# Given request
Copy out every row below word for word, keeping each line as it stands.

# Dataset entries

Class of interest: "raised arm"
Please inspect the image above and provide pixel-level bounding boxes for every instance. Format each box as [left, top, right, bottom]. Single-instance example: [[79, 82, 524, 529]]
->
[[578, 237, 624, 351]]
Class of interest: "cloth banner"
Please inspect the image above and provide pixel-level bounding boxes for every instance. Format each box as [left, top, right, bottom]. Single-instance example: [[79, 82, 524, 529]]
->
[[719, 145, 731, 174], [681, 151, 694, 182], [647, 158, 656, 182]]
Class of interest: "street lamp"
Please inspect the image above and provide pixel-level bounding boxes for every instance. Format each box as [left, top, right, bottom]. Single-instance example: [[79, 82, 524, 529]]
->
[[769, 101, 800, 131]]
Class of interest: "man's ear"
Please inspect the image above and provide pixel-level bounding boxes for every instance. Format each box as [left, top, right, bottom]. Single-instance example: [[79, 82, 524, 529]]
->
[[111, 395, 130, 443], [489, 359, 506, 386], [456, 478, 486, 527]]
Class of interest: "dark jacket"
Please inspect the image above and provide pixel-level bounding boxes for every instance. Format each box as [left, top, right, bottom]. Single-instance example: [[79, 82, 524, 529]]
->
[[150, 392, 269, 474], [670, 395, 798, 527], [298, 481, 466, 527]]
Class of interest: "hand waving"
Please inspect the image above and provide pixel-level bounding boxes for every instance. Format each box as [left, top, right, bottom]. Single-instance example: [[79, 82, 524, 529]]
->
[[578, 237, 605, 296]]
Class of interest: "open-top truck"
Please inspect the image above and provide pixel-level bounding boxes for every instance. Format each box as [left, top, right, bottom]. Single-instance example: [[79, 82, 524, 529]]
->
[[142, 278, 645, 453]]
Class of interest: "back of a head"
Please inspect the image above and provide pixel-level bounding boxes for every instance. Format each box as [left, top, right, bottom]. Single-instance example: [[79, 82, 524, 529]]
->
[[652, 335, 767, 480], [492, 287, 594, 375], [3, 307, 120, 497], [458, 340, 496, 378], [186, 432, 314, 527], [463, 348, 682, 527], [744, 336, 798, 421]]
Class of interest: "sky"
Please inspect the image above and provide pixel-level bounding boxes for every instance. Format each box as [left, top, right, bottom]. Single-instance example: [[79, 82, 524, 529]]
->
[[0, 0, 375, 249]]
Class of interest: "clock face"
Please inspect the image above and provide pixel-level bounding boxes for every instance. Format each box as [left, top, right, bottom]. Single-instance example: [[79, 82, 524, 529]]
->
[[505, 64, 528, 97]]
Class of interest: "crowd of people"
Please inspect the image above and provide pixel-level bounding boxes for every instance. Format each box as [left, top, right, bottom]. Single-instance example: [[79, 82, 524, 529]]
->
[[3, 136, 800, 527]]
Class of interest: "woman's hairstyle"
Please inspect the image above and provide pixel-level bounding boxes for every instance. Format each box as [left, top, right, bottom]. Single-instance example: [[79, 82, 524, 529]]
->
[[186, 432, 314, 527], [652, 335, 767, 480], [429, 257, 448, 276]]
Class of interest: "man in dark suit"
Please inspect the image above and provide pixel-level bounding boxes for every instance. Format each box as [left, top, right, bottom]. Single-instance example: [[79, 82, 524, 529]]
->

# The reply
Class of interest: "raised arm"
Please inspect the image above and provide pixel-level bounding boxes for every instance. Format each box as [left, top, right, bottom]. Single-instance example: [[79, 82, 524, 529]]
->
[[578, 237, 624, 351]]
Class of interest: "cloth banner"
Please inspect the image above and provide pixel-level bounding boxes for every instance. Format each box as [left, top, right, bottom]. Single-instance example: [[79, 82, 524, 529]]
->
[[719, 145, 731, 174], [681, 151, 694, 182], [647, 158, 656, 182]]
Class of interest: "street lamp"
Please inspect the image above and provide pixel-level bounding boxes for every instance. Format each box as [left, top, right, bottom]. Single-instance example: [[79, 82, 524, 529]]
->
[[769, 101, 800, 131]]
Class of interest: "man's ear"
Please inspect the image above and provide pixel-level bounding boxes for every instance. Format each box as [left, top, right, bottom]. Single-instance example: [[79, 82, 524, 529]]
->
[[111, 395, 130, 443], [489, 359, 506, 386], [456, 478, 486, 527]]
Class of interest: "dark jacket"
Please inspect the image above and provide pixel-level bounding boxes for every instance. Format each box as [left, top, right, bottom]. Single-instance example: [[79, 82, 524, 529]]
->
[[150, 392, 269, 474], [670, 395, 798, 527], [298, 481, 466, 527]]
Class of interest: "hand waving"
Please inspect the image above and provide pixel-level bounding boxes for every instance. Format each box as [left, top, right, bottom]. Single-instance example: [[79, 82, 524, 529]]
->
[[578, 237, 605, 296]]
Class of interest: "open-top truck"
Please inspect the image above and provide pixel-level bounding boxes for every instance. Format each box as [left, top, right, bottom]. Single-instance example: [[79, 82, 524, 529]]
->
[[142, 278, 645, 453]]
Class of interest: "back of a head"
Please inspect the image above and provide pixel-level bounding boxes for every instance. Format each box as [left, top, right, bottom]. Single-instance example: [[79, 82, 524, 529]]
->
[[652, 335, 767, 480], [492, 287, 594, 375], [3, 307, 120, 497], [458, 340, 496, 378], [186, 432, 314, 527], [463, 348, 682, 527], [744, 336, 798, 421]]
Class of interest: "sky"
Please inspect the image above and provide pixel-level bounding boxes for every instance. Format each box as [left, top, right, bottom]. Single-instance example: [[79, 82, 524, 529]]
->
[[0, 0, 375, 249]]
Class of interest: "clock face"
Please inspect the image above and provide pixel-level bounding boxes for every instance. Format each box as [left, top, right, bottom]. Single-instance example: [[79, 82, 524, 529]]
->
[[505, 64, 528, 97]]
Class of interest: "crowd of people"
Please inspect the image above and provide pixel-level bounding boxes for every instance. Format each box as [left, top, right, bottom]. Single-instance example: [[79, 82, 524, 529]]
->
[[3, 136, 800, 527]]
Class of interest: "woman's hairstyle"
Please inspect the image above and provide pixel-level bounding boxes for every instance. Format each box as [left, top, right, bottom]. Single-instance example: [[79, 82, 524, 529]]
->
[[186, 432, 314, 527], [652, 335, 767, 480], [429, 257, 448, 276]]
Class of interest: "man in dark suit"
Please inspect the image above and provide pixel-level bounding boxes for every instance. Format each box as [left, top, right, bottom]. Single-instance example: [[79, 82, 524, 529]]
->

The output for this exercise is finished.